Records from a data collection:
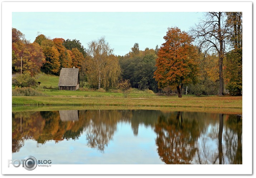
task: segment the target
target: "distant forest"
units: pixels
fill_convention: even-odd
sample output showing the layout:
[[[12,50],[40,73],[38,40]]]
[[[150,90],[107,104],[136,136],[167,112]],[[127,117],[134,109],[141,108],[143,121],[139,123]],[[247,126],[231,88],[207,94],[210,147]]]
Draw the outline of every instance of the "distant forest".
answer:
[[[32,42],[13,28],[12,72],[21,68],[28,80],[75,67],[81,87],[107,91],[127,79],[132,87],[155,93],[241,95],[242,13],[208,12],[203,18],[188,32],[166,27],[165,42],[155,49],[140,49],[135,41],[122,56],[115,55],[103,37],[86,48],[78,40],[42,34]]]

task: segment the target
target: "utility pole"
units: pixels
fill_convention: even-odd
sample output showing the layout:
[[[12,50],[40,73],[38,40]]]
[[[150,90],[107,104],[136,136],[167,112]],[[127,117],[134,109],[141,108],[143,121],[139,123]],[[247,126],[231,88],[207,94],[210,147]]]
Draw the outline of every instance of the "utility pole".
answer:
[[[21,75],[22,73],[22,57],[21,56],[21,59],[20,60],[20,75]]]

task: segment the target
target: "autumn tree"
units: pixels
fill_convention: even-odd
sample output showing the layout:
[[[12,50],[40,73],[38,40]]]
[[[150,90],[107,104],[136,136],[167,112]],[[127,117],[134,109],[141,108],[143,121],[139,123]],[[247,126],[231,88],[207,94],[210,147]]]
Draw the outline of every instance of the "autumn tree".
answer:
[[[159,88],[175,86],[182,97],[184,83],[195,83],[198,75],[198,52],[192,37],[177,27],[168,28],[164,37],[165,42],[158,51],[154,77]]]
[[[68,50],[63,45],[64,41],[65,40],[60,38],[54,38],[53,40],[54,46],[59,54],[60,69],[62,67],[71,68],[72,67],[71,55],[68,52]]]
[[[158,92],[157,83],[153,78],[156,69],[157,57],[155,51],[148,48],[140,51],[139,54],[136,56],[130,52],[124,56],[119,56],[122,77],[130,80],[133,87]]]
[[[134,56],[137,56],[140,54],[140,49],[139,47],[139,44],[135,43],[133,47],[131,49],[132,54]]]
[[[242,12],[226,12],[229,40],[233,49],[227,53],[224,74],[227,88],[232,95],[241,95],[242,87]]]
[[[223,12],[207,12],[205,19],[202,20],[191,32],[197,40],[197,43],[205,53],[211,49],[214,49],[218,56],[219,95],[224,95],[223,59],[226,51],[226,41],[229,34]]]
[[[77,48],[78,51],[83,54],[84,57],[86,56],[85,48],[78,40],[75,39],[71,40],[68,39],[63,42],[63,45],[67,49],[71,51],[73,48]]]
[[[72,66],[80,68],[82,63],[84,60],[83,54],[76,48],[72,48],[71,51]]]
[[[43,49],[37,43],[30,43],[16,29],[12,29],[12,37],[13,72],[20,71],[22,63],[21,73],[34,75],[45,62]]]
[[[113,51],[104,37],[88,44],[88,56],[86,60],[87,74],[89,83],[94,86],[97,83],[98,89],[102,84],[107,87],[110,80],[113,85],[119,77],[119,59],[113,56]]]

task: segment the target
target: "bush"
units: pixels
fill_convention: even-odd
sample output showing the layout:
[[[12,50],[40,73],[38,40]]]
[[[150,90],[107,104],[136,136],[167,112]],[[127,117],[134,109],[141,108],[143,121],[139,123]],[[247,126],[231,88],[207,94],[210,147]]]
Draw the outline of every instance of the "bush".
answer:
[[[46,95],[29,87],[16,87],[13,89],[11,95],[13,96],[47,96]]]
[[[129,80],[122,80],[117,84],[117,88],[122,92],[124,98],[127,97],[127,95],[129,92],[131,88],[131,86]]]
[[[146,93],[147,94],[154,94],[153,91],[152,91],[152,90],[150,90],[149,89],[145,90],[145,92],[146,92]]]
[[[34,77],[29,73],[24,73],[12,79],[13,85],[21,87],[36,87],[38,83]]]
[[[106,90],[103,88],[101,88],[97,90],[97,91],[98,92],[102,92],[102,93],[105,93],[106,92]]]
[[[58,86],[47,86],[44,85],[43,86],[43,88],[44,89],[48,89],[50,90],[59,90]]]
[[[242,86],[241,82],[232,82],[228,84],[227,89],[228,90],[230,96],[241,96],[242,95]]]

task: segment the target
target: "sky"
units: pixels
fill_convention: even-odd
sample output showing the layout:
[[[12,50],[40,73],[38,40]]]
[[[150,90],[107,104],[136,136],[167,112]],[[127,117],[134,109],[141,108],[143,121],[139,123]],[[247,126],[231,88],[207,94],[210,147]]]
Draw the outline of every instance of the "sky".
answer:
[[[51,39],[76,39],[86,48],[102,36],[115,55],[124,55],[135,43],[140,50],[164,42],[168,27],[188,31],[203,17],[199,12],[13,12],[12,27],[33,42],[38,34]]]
* * *
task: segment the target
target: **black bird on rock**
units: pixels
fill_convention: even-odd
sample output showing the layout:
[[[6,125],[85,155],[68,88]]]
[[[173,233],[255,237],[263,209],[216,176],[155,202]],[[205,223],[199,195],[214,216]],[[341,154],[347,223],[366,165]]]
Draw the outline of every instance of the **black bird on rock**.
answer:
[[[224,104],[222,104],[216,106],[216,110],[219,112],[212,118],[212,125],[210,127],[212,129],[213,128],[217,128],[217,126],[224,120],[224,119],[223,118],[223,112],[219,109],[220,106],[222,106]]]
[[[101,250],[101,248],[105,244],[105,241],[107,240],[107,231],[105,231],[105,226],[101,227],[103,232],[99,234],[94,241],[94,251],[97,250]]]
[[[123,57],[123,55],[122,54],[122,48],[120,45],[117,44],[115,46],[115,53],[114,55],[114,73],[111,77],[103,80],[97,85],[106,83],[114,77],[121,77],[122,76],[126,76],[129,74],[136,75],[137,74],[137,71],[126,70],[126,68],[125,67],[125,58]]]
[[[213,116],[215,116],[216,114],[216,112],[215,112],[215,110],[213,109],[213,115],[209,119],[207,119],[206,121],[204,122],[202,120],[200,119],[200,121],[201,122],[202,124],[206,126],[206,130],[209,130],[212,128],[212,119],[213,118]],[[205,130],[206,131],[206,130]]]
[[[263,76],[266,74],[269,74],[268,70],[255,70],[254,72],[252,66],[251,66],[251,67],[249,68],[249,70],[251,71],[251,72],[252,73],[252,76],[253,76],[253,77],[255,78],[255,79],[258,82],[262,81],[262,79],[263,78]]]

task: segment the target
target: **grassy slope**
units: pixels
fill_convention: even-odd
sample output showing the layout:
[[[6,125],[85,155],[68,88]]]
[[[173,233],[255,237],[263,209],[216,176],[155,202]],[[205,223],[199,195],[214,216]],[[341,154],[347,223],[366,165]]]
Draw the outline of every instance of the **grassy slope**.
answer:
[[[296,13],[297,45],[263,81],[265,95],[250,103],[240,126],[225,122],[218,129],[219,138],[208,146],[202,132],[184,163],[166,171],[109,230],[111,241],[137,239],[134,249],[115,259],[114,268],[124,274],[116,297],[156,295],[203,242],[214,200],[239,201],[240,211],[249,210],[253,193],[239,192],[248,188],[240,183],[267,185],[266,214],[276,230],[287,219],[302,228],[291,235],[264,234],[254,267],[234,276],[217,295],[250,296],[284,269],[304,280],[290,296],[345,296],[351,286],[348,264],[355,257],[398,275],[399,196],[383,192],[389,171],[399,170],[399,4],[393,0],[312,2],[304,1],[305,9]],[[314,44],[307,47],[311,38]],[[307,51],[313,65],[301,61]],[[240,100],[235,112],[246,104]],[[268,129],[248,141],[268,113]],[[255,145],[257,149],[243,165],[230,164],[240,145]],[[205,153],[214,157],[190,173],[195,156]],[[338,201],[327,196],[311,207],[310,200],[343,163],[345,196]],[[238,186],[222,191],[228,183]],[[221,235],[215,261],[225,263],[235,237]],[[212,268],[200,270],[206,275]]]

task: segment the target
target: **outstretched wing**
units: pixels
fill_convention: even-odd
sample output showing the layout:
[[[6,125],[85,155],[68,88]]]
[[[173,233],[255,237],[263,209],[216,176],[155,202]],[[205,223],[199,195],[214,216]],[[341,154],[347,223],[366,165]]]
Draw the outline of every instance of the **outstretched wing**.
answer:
---
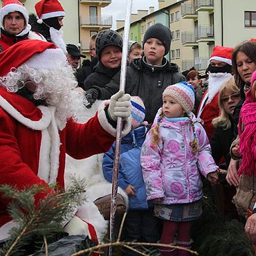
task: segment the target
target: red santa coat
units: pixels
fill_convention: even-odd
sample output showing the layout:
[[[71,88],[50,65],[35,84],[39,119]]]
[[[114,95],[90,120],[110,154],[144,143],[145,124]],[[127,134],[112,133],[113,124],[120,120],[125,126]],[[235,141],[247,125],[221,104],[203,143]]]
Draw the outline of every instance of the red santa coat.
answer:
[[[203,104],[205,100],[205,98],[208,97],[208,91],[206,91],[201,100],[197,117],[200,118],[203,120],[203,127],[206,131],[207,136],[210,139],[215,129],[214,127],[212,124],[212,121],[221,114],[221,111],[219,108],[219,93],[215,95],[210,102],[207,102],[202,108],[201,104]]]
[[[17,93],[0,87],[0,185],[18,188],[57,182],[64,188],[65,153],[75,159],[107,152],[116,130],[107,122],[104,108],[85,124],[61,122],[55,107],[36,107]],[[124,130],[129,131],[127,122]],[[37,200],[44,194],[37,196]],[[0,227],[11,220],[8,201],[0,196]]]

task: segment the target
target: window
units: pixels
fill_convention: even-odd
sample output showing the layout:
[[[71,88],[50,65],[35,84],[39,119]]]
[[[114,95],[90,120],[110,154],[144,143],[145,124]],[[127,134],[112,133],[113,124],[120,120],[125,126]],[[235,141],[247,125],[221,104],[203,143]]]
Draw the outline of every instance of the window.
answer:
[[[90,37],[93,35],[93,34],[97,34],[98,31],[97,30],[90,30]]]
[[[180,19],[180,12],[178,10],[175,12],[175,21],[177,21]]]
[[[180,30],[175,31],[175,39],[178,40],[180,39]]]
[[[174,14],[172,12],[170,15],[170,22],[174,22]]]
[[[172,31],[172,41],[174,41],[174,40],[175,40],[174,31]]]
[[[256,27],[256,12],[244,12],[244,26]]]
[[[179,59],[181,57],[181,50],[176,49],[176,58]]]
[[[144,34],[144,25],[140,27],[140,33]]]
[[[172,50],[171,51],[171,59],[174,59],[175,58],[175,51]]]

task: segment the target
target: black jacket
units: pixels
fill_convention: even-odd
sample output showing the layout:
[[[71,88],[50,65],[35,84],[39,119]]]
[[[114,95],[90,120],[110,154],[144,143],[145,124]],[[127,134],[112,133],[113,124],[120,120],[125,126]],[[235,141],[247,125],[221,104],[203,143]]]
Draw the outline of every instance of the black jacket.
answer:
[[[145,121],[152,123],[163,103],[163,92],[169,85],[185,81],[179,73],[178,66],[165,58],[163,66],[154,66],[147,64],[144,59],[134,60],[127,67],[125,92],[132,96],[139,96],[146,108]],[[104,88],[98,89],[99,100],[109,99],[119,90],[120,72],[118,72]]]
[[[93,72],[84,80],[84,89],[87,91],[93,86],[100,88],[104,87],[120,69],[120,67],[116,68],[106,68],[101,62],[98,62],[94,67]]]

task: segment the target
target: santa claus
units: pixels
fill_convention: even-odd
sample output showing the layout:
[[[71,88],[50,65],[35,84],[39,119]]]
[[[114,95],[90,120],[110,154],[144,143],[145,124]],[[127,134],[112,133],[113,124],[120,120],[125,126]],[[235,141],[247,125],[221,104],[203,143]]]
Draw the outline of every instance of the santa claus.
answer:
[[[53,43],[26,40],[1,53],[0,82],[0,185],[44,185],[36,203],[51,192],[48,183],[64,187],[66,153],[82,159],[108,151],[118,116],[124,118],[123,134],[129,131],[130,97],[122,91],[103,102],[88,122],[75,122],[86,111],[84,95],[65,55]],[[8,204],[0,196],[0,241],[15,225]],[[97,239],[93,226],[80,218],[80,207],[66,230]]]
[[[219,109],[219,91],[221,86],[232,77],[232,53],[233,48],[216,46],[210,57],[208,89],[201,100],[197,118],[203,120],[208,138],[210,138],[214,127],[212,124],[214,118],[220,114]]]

• Given exercise: Report how many lines in the records above contain the string "coat". Case counts. Give only the number.

• Task solution: 2